§ **Exercise goal**: Please return the records below word for word, changing nothing.

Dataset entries

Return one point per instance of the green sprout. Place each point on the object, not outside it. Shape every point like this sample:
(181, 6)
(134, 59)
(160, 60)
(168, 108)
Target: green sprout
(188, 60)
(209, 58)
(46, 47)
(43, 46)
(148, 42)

§ **Expected answer**:
Return one point per instance of the green sprout. Place each point on the object, not outside it. Shape every point like this sample:
(181, 6)
(134, 59)
(160, 60)
(168, 108)
Target: green sprout
(188, 60)
(209, 58)
(46, 47)
(43, 46)
(148, 42)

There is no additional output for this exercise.